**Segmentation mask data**
= Beginning of Section =

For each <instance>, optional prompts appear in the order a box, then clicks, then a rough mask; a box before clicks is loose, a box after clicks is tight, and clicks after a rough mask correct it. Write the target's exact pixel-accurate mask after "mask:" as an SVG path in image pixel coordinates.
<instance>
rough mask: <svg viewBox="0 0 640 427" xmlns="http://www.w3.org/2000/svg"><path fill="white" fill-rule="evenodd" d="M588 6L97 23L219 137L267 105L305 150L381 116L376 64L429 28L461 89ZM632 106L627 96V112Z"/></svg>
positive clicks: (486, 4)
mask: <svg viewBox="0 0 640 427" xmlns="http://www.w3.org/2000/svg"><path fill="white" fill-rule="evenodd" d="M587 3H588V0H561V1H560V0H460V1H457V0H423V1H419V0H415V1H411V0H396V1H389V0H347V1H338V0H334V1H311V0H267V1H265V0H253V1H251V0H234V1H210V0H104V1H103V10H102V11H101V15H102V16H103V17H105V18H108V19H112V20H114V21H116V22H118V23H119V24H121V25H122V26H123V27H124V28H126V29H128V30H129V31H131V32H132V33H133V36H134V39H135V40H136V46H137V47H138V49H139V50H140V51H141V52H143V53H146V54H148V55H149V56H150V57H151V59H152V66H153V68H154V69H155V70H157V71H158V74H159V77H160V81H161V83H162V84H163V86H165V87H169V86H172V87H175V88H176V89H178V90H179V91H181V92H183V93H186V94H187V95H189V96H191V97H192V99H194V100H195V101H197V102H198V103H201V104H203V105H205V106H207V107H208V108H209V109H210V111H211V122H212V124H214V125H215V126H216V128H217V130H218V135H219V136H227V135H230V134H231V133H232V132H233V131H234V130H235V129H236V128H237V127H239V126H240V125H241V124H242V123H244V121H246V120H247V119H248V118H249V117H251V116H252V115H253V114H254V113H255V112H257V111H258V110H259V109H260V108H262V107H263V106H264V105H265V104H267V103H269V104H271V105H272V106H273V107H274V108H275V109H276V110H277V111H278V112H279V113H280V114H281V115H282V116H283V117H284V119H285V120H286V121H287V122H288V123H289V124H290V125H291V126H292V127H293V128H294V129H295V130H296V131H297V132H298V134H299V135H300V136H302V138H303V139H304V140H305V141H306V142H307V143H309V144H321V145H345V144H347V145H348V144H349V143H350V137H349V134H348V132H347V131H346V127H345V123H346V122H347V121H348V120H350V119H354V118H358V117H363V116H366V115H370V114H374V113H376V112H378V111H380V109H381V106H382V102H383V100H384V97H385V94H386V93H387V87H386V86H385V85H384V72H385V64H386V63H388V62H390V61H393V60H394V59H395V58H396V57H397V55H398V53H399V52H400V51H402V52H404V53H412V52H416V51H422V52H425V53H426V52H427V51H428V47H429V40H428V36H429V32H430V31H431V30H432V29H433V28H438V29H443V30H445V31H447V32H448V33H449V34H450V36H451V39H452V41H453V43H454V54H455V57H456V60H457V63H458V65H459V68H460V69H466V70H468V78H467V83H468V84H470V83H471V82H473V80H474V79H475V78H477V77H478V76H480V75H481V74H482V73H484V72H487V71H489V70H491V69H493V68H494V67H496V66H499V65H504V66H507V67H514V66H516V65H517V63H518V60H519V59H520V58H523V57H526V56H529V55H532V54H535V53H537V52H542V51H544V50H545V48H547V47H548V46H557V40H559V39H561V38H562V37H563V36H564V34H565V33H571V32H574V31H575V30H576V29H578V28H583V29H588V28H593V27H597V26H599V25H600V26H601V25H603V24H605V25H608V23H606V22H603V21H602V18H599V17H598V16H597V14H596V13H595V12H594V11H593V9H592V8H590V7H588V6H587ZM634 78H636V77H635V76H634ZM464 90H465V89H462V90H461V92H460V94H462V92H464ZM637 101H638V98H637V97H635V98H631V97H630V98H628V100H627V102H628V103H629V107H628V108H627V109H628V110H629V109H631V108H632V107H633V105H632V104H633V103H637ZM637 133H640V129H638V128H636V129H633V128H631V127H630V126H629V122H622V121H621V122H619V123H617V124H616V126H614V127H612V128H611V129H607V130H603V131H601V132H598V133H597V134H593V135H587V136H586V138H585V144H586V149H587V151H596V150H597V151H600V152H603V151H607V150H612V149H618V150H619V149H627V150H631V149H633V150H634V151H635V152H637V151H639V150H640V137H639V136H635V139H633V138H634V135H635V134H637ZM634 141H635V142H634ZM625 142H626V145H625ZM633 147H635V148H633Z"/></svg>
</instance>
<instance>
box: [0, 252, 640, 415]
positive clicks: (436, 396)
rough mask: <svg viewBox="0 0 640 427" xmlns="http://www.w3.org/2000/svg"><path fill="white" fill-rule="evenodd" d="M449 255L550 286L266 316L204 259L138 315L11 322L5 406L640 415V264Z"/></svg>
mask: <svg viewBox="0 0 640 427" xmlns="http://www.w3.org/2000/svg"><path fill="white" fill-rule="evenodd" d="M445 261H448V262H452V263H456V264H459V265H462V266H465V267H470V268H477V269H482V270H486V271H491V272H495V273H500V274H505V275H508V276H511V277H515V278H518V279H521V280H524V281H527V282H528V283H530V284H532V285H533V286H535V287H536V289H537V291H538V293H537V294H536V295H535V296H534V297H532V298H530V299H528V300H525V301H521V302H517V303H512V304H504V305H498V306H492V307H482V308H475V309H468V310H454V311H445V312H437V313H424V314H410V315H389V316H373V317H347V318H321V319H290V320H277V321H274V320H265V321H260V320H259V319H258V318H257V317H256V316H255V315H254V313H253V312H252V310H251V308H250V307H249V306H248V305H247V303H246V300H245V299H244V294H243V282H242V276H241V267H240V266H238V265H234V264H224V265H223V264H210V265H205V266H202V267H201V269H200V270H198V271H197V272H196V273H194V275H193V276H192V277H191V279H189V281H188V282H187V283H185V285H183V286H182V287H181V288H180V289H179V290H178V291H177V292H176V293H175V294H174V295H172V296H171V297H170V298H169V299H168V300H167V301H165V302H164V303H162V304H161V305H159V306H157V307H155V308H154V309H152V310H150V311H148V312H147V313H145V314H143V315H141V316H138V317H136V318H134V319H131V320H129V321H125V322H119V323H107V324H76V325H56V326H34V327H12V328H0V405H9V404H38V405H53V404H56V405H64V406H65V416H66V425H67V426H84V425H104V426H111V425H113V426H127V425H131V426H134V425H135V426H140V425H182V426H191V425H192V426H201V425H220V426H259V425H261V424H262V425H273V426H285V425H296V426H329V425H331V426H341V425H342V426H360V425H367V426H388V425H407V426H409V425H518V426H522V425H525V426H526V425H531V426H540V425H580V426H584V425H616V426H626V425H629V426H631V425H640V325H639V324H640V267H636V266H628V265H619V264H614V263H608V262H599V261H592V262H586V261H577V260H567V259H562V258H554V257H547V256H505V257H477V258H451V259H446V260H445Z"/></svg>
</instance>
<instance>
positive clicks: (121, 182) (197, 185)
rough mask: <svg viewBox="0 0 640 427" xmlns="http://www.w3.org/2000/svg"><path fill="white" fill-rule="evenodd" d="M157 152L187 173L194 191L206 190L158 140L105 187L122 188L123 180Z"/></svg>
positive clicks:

= End of Section =

**Work to complete**
All of the records must be repeated exactly.

**Solution to this exercise**
For each <instance>, optional prompts appear in the order a box, then clicks, then a rough mask; a box before clicks is loose, a box after clicks is tight, and clicks after a rough mask correct it. Write the target's exact pixel-accurate mask after "mask:" as an SVG path in image pixel coordinates.
<instance>
rough mask: <svg viewBox="0 0 640 427" xmlns="http://www.w3.org/2000/svg"><path fill="white" fill-rule="evenodd" d="M588 6L97 23L219 137L267 105L305 150L381 116L376 64L429 28L461 89ZM632 106L627 96V112Z"/></svg>
positive clicks: (486, 4)
mask: <svg viewBox="0 0 640 427" xmlns="http://www.w3.org/2000/svg"><path fill="white" fill-rule="evenodd" d="M587 3H588V0H561V1H560V0H460V1H457V0H423V1H419V0H415V1H411V0H396V1H389V0H347V1H338V0H334V1H311V0H267V1H265V0H253V1H251V0H234V1H210V0H104V1H103V10H102V11H101V15H102V16H103V17H105V18H108V19H112V20H114V21H116V22H118V23H119V24H121V25H122V26H123V27H124V28H126V29H128V30H129V31H131V32H132V33H133V36H134V39H135V40H136V46H137V47H138V49H139V50H140V51H141V52H143V53H146V54H148V55H149V56H150V57H151V59H152V66H153V68H154V69H155V70H157V71H158V74H159V77H160V81H161V83H162V84H163V86H165V87H169V86H172V87H175V88H176V89H178V90H179V91H181V92H183V93H186V94H187V95H189V96H191V97H192V99H194V100H195V101H197V102H198V103H201V104H203V105H205V106H207V107H208V108H209V109H210V111H211V122H212V124H214V125H215V126H216V128H217V130H218V135H219V136H227V135H230V134H231V133H232V132H233V131H234V130H235V129H236V128H237V127H239V126H240V125H241V124H242V123H244V121H246V120H247V119H248V118H249V117H251V116H252V115H253V114H254V113H255V112H257V111H258V110H259V109H260V108H262V107H263V106H264V105H265V104H267V103H269V104H271V105H272V106H273V107H274V108H275V109H276V110H277V111H278V112H279V113H280V114H281V115H282V116H283V117H284V119H285V120H286V121H287V122H288V123H289V124H290V125H291V126H292V127H293V128H294V129H295V130H296V131H297V132H298V134H299V135H300V136H302V138H303V139H304V140H305V141H306V142H307V143H309V144H321V145H345V144H347V145H348V144H349V143H350V137H349V134H348V132H347V131H346V127H345V123H346V122H347V121H348V120H350V119H354V118H358V117H363V116H366V115H370V114H374V113H376V112H378V111H380V109H381V106H382V102H383V100H384V97H385V94H386V93H387V87H386V86H385V85H384V72H385V64H386V63H388V62H390V61H393V60H394V59H395V58H396V57H397V55H398V53H399V52H400V51H402V52H404V53H412V52H416V51H422V52H425V53H426V52H427V51H428V47H429V40H428V36H429V32H430V31H431V30H432V29H433V28H438V29H443V30H445V31H447V32H448V33H449V34H450V36H451V39H452V41H453V43H454V54H455V57H456V60H457V63H458V65H459V68H460V69H466V70H468V78H467V83H468V84H470V83H471V82H473V80H474V79H475V78H477V77H478V76H480V75H481V74H482V73H484V72H487V71H489V70H491V69H493V68H494V67H496V66H499V65H504V66H507V67H514V66H516V65H517V63H518V60H519V59H520V58H523V57H526V56H529V55H532V54H535V53H537V52H542V51H544V50H545V48H547V47H548V46H557V40H559V39H561V38H562V37H563V36H564V34H565V33H571V32H574V31H575V30H576V29H578V28H583V29H588V28H593V27H597V26H599V25H600V26H601V25H603V24H605V25H608V23H606V22H603V21H602V18H599V17H598V16H597V14H596V13H595V12H594V11H593V9H592V8H590V7H588V6H587ZM634 78H636V77H635V76H634ZM464 90H465V89H462V90H461V92H460V94H462V92H464ZM637 101H638V98H637V97H635V98H631V97H630V98H628V100H627V102H628V103H629V107H628V108H627V109H628V110H629V109H631V108H632V107H633V105H632V104H633V103H637ZM637 133H640V129H638V128H636V129H633V128H631V127H630V126H629V122H622V121H621V122H619V123H617V124H616V126H614V127H612V128H611V129H607V130H603V131H601V132H598V133H597V134H593V135H587V136H586V138H585V144H586V149H587V151H596V150H597V151H600V152H603V151H607V150H612V149H618V150H619V149H627V150H631V149H633V150H634V151H635V152H637V151H639V150H640V137H639V136H635V139H633V138H634V135H635V134H637ZM634 141H635V142H634ZM625 142H626V145H625ZM633 147H635V148H633Z"/></svg>
</instance>
<instance>
box: [0, 252, 640, 415]
positive clicks: (436, 396)
rough mask: <svg viewBox="0 0 640 427" xmlns="http://www.w3.org/2000/svg"><path fill="white" fill-rule="evenodd" d="M449 255L550 286L266 316L204 259L138 315L11 322L5 406L640 415V264Z"/></svg>
mask: <svg viewBox="0 0 640 427" xmlns="http://www.w3.org/2000/svg"><path fill="white" fill-rule="evenodd" d="M445 261H448V262H452V263H456V264H459V265H462V266H465V267H470V268H477V269H482V270H486V271H491V272H495V273H500V274H505V275H508V276H511V277H515V278H518V279H521V280H524V281H527V282H528V283H530V284H532V285H533V286H535V287H536V289H537V291H538V293H537V294H536V295H535V296H534V297H532V298H530V299H528V300H525V301H521V302H517V303H512V304H504V305H498V306H492V307H482V308H475V309H468V310H454V311H445V312H437V313H424V314H410V315H389V316H373V317H347V318H321V319H290V320H277V321H274V320H265V321H260V320H259V319H258V318H257V317H256V316H255V315H254V313H253V312H252V310H251V308H250V307H249V306H248V305H247V303H246V300H245V299H244V294H243V282H242V276H241V267H240V266H238V265H234V264H224V265H223V264H210V265H205V266H202V267H201V269H200V270H198V271H197V272H196V273H194V275H193V276H192V277H191V279H189V281H188V282H187V283H185V285H183V286H182V287H181V288H180V289H179V290H178V291H177V292H176V293H175V294H174V295H172V296H171V297H170V298H169V299H168V300H167V301H165V302H164V303H162V304H161V305H159V306H157V307H155V308H154V309H152V310H150V311H148V312H147V313H145V314H143V315H141V316H138V317H136V318H134V319H131V320H129V321H125V322H119V323H107V324H76V325H56V326H34V327H12V328H0V405H9V404H38V405H53V404H56V405H64V406H65V416H66V425H67V426H84V425H104V426H111V425H113V426H127V425H131V426H134V425H135V426H140V425H182V426H191V425H192V426H201V425H220V426H259V425H261V424H262V425H273V426H285V425H296V426H329V425H331V426H341V425H342V426H360V425H367V426H388V425H407V426H409V425H518V426H522V425H525V426H526V425H531V426H540V425H580V426H584V425H616V426H626V425H629V426H631V425H640V325H639V324H640V267H636V266H628V265H619V264H614V263H608V262H599V261H592V262H586V261H577V260H567V259H562V258H554V257H547V256H505V257H477V258H451V259H446V260H445Z"/></svg>
</instance>
<instance>
positive clicks: (121, 182) (197, 185)
rough mask: <svg viewBox="0 0 640 427" xmlns="http://www.w3.org/2000/svg"><path fill="white" fill-rule="evenodd" d="M157 152L187 173L194 191L206 190L158 140L105 187L122 188L123 180Z"/></svg>
positive clicks:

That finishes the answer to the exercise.